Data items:
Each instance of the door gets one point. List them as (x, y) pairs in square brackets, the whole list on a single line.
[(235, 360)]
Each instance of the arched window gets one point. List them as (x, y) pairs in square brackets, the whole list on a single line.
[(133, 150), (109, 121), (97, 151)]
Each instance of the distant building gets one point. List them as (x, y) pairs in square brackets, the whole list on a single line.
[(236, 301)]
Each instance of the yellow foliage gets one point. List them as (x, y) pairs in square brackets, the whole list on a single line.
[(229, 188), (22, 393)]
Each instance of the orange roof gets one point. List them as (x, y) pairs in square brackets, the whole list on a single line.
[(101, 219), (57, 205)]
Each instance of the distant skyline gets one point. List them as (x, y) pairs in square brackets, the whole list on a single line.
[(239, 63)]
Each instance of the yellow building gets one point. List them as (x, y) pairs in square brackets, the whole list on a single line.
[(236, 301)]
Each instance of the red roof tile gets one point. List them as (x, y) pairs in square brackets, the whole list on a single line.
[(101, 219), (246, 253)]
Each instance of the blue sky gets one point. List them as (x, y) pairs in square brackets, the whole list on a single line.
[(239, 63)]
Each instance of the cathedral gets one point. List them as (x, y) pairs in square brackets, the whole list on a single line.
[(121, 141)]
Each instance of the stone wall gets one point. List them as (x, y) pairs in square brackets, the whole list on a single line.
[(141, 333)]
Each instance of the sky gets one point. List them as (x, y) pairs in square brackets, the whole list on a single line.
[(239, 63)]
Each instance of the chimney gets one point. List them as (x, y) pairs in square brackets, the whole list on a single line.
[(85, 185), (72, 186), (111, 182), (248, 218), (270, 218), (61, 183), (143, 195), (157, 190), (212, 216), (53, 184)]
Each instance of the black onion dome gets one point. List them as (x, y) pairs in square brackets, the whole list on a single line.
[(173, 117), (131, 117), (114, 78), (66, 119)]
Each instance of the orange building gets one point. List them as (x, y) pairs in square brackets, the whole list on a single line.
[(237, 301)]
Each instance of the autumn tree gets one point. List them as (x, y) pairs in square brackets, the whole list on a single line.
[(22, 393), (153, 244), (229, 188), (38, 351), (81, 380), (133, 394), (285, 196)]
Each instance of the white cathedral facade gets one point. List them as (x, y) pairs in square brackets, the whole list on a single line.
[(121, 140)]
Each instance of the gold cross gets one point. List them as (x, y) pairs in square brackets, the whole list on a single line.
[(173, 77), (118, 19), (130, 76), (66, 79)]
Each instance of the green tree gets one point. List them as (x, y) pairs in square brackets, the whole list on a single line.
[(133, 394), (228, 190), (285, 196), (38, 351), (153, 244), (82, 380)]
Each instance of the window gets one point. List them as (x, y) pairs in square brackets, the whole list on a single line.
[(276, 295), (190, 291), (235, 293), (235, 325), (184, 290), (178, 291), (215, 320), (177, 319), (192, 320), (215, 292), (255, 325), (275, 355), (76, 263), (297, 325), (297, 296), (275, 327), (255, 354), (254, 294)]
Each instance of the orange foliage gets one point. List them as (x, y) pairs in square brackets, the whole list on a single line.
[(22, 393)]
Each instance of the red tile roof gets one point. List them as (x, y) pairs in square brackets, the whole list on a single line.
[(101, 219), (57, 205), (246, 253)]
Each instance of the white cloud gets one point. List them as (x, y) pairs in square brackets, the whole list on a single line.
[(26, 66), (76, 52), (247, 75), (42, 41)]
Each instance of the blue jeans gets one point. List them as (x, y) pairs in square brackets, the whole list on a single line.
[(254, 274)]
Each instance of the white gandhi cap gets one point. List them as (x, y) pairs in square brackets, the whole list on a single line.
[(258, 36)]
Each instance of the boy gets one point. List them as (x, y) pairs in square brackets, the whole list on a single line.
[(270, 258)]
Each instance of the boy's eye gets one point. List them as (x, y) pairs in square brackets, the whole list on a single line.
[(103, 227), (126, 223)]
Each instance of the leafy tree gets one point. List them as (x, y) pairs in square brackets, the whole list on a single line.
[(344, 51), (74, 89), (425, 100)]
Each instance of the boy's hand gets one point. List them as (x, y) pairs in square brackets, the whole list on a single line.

Goal of the exercise:
Write out the entries again, starting at the line that contains "Each instance of the boy's eye" and ending at the last entry, with the requests included. Add -46 to every coordinate in the answers.

Exercise response:
Each instance of the boy's eye gets one point. List them as (x, y) pairs in square brackets, the whole list on a single line.
[(57, 181), (80, 177)]
Each instance of the leafy tree gets one point. List them as (x, y) pairs in square brackets, the whole list on a single line.
[(298, 5), (28, 43), (379, 54)]
Each instance of the boy's hand gets one point. List them as (x, y) pairs in square brackets, the whole list on a single line.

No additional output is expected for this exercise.